**What is needed:** For this exercise, transcribe all the entries exactly as given and omit the images.

**Input records:**
╭──

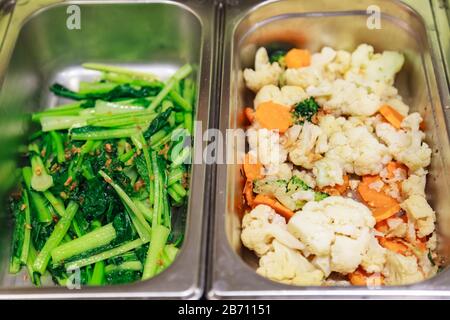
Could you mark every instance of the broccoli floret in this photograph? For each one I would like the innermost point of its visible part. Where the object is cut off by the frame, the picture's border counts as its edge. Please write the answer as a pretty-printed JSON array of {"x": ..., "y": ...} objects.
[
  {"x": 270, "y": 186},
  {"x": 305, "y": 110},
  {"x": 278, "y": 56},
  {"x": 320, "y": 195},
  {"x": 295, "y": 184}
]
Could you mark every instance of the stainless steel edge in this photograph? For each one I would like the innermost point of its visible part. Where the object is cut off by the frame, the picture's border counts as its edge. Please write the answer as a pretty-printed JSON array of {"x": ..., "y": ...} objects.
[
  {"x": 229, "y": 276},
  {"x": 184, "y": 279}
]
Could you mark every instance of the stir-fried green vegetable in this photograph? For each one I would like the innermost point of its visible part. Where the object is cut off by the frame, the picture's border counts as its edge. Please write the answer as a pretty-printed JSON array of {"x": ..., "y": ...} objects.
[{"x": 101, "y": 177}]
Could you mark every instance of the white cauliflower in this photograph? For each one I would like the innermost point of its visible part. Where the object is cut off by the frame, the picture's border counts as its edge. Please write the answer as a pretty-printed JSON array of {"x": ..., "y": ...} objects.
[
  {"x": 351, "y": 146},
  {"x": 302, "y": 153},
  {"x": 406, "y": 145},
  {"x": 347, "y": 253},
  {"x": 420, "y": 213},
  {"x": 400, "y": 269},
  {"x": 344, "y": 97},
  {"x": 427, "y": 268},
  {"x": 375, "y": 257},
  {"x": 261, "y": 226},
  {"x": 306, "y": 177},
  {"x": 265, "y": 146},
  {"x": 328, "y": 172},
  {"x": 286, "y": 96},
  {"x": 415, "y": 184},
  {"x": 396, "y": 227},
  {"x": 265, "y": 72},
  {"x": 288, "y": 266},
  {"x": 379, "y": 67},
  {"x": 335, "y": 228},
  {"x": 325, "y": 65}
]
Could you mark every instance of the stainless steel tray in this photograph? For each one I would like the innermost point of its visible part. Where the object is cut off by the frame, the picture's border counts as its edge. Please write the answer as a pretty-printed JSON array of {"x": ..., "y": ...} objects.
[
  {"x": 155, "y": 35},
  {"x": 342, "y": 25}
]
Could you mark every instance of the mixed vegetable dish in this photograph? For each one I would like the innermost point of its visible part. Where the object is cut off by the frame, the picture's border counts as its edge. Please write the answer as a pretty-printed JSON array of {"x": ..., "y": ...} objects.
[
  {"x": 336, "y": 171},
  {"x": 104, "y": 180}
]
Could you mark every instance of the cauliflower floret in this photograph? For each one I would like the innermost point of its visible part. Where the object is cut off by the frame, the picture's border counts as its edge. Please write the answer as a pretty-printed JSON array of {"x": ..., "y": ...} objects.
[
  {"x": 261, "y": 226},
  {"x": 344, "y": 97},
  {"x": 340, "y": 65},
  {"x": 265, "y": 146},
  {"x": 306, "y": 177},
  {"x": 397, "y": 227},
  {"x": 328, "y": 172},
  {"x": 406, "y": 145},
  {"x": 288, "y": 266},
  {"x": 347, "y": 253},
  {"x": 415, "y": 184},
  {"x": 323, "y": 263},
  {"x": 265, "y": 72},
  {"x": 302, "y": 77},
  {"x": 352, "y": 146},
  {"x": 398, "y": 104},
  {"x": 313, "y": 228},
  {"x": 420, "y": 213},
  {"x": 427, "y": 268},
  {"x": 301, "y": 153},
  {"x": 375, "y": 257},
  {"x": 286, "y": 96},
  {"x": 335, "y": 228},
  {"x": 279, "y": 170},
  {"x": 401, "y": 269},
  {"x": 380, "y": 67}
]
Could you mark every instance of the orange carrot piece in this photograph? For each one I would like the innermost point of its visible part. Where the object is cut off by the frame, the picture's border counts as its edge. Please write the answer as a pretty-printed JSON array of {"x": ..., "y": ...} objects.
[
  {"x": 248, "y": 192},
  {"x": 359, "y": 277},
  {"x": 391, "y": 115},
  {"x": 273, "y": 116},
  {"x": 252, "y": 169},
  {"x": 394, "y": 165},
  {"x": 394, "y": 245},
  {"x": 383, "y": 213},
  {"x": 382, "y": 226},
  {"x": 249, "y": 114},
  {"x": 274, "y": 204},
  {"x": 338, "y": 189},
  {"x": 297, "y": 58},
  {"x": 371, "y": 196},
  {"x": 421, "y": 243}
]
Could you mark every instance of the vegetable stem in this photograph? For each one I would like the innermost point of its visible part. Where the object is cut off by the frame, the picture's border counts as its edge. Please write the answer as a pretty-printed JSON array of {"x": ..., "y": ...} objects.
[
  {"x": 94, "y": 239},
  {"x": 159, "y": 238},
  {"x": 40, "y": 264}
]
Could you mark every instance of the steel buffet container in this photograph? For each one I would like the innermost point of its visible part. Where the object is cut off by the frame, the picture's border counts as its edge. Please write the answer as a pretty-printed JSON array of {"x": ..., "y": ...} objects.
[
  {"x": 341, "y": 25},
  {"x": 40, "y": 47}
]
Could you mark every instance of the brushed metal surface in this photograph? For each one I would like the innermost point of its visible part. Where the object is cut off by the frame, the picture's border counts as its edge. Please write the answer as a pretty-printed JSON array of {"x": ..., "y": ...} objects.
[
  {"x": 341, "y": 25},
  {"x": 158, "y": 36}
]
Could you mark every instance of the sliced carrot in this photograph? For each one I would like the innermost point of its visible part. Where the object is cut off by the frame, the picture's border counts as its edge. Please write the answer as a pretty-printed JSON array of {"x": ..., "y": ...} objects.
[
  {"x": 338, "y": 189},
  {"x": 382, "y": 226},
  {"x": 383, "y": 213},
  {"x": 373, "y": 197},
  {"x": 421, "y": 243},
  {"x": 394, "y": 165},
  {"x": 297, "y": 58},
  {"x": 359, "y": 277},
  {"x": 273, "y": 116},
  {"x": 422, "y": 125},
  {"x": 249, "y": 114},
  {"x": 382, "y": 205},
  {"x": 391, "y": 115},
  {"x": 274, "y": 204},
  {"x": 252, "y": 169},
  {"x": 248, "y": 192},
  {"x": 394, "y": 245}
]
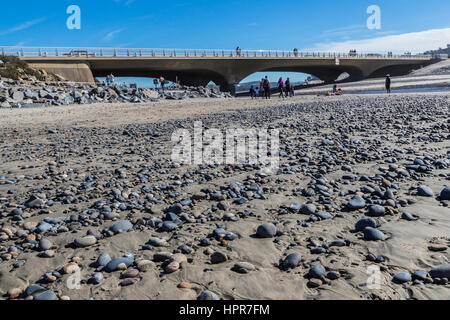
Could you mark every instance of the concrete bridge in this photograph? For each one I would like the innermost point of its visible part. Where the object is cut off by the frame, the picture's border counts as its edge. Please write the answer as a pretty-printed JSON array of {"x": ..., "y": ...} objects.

╰──

**Solution:**
Could you mark every instance of the broccoli floret in this photograph? For each one I would like the innermost point of its visible part. Where the object is cut off by the frame, the picture's border counts as its edge. Please write the answer as a pretty-printed JSON array of {"x": ..., "y": ...} objects.
[
  {"x": 270, "y": 186},
  {"x": 305, "y": 110},
  {"x": 278, "y": 56},
  {"x": 320, "y": 195},
  {"x": 295, "y": 184}
]
Could you mark every instance of the stainless steel edge in this photograph? For each one I would like the innermost point of its visible part. Where the object is cut off by the frame, the picture's border counts as its edge. Please write the answer as a pretty-printed JSON array of {"x": ..., "y": ...} objects.
[
  {"x": 229, "y": 276},
  {"x": 184, "y": 279}
]
Could you mark every instance of the stir-fried green vegetable in this photograph? For each one I would like the innermost point of its visible part. Where the object is cut off by the frame, the picture's border counts as its edge. Please write the answer as a pretty-printed JSON array of {"x": ..., "y": ...} objects.
[{"x": 101, "y": 177}]
Could you mark every instance of the white cauliflower in this photograph? For each one I would like the innermost point of its visible part. Where the object is cut off by the frame, the picture's border counts as its edge. Please write the answer as a pretty-printed JSON array of {"x": ..., "y": ...} objects.
[
  {"x": 351, "y": 146},
  {"x": 302, "y": 153},
  {"x": 406, "y": 145},
  {"x": 347, "y": 253},
  {"x": 420, "y": 213},
  {"x": 400, "y": 269},
  {"x": 344, "y": 97},
  {"x": 427, "y": 268},
  {"x": 375, "y": 257},
  {"x": 261, "y": 226},
  {"x": 306, "y": 177},
  {"x": 265, "y": 146},
  {"x": 328, "y": 172},
  {"x": 286, "y": 96},
  {"x": 415, "y": 184},
  {"x": 396, "y": 227},
  {"x": 265, "y": 72},
  {"x": 288, "y": 266},
  {"x": 379, "y": 67},
  {"x": 335, "y": 228},
  {"x": 325, "y": 65}
]
Could you mark every instance of the stainless steel tray in this photograph? For each one I would like the innermost point of its visible part. Where the object is cut off by the frame, the picture's border counts as its edge. Please write the answer as a pretty-printed JSON array of {"x": ..., "y": ...} objects.
[
  {"x": 155, "y": 35},
  {"x": 342, "y": 25}
]
Could you mark every instance of the mixed vegetable dish in this photograph? For each one I would like the innermost point of its visible part. Where the object is cut off by the frame, the picture's border counts as its edge. Please write the answer as a pretty-printed JSON array of {"x": ..., "y": ...} objects.
[
  {"x": 336, "y": 171},
  {"x": 104, "y": 180}
]
Could you mark every instance of the cauliflower floret in this photograph? For each one I would like the innermost point of its visible part. Where the object is cut off by the frame, the picture's border counts as its edge. Please write the answer as a pretty-printed JSON array of {"x": ..., "y": ...} objects.
[
  {"x": 261, "y": 226},
  {"x": 344, "y": 97},
  {"x": 340, "y": 65},
  {"x": 265, "y": 146},
  {"x": 306, "y": 177},
  {"x": 397, "y": 227},
  {"x": 328, "y": 172},
  {"x": 406, "y": 145},
  {"x": 288, "y": 266},
  {"x": 347, "y": 253},
  {"x": 415, "y": 184},
  {"x": 323, "y": 263},
  {"x": 265, "y": 72},
  {"x": 302, "y": 77},
  {"x": 352, "y": 146},
  {"x": 398, "y": 104},
  {"x": 313, "y": 228},
  {"x": 420, "y": 213},
  {"x": 427, "y": 268},
  {"x": 301, "y": 153},
  {"x": 375, "y": 257},
  {"x": 286, "y": 96},
  {"x": 335, "y": 228},
  {"x": 279, "y": 170},
  {"x": 401, "y": 269},
  {"x": 380, "y": 67}
]
Could you mark every instance of the orange carrot piece in this photograph? For each one I would like the innermost point of its visible part. Where the object is cut off by the frame, the picture's border counts as its edge. Please write the answer as a pretty-printed JSON array of {"x": ..., "y": ...} objects.
[
  {"x": 248, "y": 192},
  {"x": 359, "y": 277},
  {"x": 391, "y": 115},
  {"x": 273, "y": 116},
  {"x": 252, "y": 169},
  {"x": 394, "y": 165},
  {"x": 394, "y": 245},
  {"x": 383, "y": 213},
  {"x": 382, "y": 226},
  {"x": 249, "y": 114},
  {"x": 274, "y": 204},
  {"x": 338, "y": 189},
  {"x": 297, "y": 58},
  {"x": 371, "y": 196},
  {"x": 421, "y": 243}
]
Could you mark every instance of the vegetable stem in this photograph? For each one I would like the innermost point of its visible part. Where the object is cut off by the frame, the picture's border counts as its edge. Please write the answer as a pretty-printed JSON array of {"x": ..., "y": ...} objects.
[
  {"x": 94, "y": 239},
  {"x": 159, "y": 238},
  {"x": 40, "y": 264}
]
Could you mark every instance of the steel buffet container in this photograph? For each one I would like the innermost point of its visible part. Where the object is cut off by the frame, the picture's border counts as its edge. Please write the answer as a pretty-printed JSON array of {"x": ..., "y": ...} objects.
[
  {"x": 341, "y": 25},
  {"x": 40, "y": 47}
]
Could you mark every instance of the brushed metal surface in this photograph? For each one I would like the innermost point of its visible part. Where the object is cut off by the frame, the picture's border counts as its edge. Please write the answer as a pretty-printed JSON array of {"x": ..., "y": ...} objects.
[
  {"x": 341, "y": 25},
  {"x": 158, "y": 36}
]
Could you mark every instance of the sliced carrot in this photograph? For each one I would like the innermost point of its visible part. Where the object is cut off by the frame, the picture's border counts as its edge. Please write the answer as a pretty-printed JSON array of {"x": ..., "y": ...} objects.
[
  {"x": 338, "y": 189},
  {"x": 382, "y": 226},
  {"x": 383, "y": 213},
  {"x": 373, "y": 197},
  {"x": 421, "y": 243},
  {"x": 394, "y": 165},
  {"x": 297, "y": 58},
  {"x": 359, "y": 277},
  {"x": 273, "y": 116},
  {"x": 422, "y": 125},
  {"x": 249, "y": 114},
  {"x": 382, "y": 205},
  {"x": 391, "y": 115},
  {"x": 274, "y": 204},
  {"x": 252, "y": 169},
  {"x": 248, "y": 192},
  {"x": 394, "y": 245}
]
Could you mark every instance of the concrete bridge in this photograph? For each one I would like the innermost point of its visible part. Where the object is cut off by the frame, the picture's border counts as its edge. Please write the answer as a pretty-printed JSON array of {"x": ..., "y": ...} objects.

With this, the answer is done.